Start of DOCUMENT PASSAGE

After an investigation, the commission determined those countries were dumping chicken in the Southern African Customs Union area at below the cost of production, "causing material injury" to local producers.
Under global trade rules, that allows South Africa to impose extra import duties, in order to level out the price and so protect local producers from predatory behaviour.
Itac had recommended just such tariffs to trade and industry minister Ebrahim Patel, who makes the final decision on such matters.
Patel accepted the recommendation, the commission said in a formal notice in the Government Gazette on Monday – but will not be acting on it yet.
"The minister approved the commission’s recommendation. However, in making its decision, the minister considered the current rapid rise in food prices in the SACU market and globally and the significant impact this has, especially on the poor, as well as the impact that the imposition of the anti-dumping duties may have on the price of chicken as one of the more affordable protein sources."

End of DOCUMENT PASSAGE

:: TASKS FOR THIS EXERCISE ::
(a) According to the passage on chicken import duties, who makes the final decision on recommended tariffs?
(b) Reproduce the passage on chicken import duties from "Under global trade" to "acting on it yet.".
(c) Continue the passage on chicken import duties from its final sentence.

Start of ENTRIES SUPPLIED

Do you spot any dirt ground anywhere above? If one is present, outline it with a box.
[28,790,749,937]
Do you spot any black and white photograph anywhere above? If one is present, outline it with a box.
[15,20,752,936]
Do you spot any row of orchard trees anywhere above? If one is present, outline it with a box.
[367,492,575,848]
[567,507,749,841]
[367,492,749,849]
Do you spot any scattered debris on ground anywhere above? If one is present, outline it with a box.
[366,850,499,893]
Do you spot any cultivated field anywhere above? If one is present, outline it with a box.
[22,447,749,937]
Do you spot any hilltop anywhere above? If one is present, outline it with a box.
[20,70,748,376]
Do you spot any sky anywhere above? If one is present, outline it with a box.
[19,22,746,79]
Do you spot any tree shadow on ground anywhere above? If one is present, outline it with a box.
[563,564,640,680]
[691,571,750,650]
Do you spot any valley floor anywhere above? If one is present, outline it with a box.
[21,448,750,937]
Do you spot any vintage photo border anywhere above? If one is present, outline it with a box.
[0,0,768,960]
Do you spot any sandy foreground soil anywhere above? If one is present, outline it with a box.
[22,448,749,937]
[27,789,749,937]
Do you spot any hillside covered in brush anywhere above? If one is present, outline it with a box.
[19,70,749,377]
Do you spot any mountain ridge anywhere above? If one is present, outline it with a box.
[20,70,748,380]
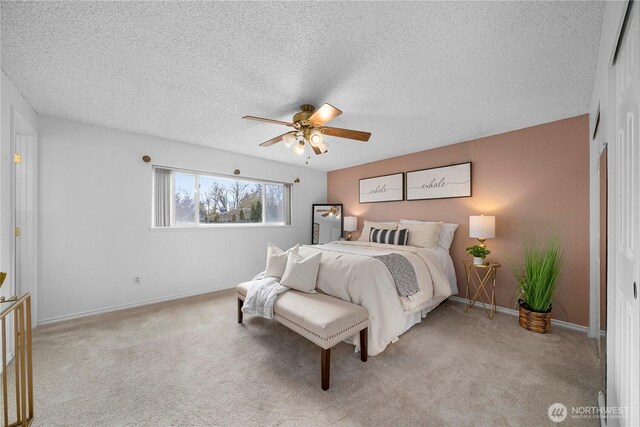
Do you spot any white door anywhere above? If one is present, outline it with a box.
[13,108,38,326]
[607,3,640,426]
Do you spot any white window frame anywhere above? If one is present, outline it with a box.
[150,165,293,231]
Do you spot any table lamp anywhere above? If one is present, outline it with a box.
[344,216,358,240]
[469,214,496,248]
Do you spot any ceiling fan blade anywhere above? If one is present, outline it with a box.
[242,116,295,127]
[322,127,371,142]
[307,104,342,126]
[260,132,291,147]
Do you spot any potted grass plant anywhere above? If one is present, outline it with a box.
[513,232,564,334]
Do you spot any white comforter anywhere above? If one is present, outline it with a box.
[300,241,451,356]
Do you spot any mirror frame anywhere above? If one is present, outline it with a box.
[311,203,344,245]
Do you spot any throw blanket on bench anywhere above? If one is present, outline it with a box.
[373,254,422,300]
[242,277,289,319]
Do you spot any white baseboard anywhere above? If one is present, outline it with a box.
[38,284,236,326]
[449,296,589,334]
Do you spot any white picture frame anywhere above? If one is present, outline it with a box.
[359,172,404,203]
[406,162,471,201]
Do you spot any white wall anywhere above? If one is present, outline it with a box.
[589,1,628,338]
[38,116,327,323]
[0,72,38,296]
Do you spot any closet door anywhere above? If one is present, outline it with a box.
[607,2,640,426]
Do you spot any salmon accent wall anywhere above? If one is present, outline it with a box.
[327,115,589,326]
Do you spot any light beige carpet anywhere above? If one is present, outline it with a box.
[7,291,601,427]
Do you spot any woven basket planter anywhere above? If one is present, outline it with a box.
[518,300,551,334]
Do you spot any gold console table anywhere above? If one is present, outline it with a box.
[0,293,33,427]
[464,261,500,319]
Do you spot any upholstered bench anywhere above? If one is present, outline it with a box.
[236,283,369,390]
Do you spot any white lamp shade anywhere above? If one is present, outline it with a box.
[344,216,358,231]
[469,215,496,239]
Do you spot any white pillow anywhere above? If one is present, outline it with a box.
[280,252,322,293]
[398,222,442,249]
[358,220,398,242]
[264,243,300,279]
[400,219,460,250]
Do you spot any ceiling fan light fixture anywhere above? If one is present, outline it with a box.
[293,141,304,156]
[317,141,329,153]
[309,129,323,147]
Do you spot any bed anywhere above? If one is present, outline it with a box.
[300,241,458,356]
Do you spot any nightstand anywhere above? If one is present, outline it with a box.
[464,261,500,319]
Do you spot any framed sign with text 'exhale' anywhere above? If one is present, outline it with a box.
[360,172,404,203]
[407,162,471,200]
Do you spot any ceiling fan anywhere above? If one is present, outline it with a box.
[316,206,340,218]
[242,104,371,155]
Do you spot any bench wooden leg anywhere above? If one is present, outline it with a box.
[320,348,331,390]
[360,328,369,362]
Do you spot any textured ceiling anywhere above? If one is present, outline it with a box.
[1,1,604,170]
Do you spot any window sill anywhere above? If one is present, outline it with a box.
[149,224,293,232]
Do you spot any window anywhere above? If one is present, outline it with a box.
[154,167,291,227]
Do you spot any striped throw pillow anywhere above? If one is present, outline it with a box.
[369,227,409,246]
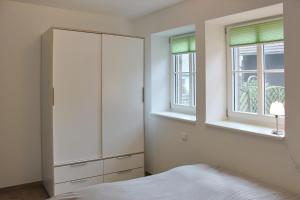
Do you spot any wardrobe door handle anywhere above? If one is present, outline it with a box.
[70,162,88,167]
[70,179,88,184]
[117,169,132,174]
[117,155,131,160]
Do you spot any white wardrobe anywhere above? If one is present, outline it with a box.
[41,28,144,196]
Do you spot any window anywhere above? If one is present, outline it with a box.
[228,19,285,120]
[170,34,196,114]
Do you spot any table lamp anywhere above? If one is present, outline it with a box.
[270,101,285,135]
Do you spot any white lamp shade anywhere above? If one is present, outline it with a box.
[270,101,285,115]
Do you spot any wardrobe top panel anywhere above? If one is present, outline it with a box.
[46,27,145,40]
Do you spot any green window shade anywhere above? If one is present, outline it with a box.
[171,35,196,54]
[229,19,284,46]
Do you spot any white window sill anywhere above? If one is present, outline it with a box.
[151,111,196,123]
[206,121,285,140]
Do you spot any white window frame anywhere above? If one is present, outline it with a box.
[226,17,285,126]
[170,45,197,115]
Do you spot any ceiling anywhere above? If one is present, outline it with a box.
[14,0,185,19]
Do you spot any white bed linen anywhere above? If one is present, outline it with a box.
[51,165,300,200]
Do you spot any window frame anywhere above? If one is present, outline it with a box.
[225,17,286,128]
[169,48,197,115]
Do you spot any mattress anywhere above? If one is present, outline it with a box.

End of ENTRIES SUPPLIED

:: WRITTEN ANSWERS ::
(a) Trade and industry minister Ebrahim Patel makes the final decision.

(b)
Under global trade rules, that allows South Africa to impose extra import duties, in order to level out the price and so protect local producers from predatory behaviour.
Itac had recommended just such tariffs to trade and industry minister Ebrahim Patel, who makes the final decision on such matters.
Patel accepted the recommendation, the commission said in a formal notice in the Government Gazette on Monday – but will not be acting on it yet.

(c)
So Patel decided to "suspend the imposition of the anti-dumping duties", Itac said.
The SA Poultry Association had lobbied for the imposition of anti-dumping duties, warning of a dire impact on local jobs and, ultimately, food security and pricing, if South African chicken producers were not defended against unfair imports.
Food prices have been affected by both general inflationary pressures and a global increase in the price of grain, triggered by Russia's invasion of Ukraine.
In June, the national consumer price index (CPI) food basket was 9.2% more expensive than in 2021.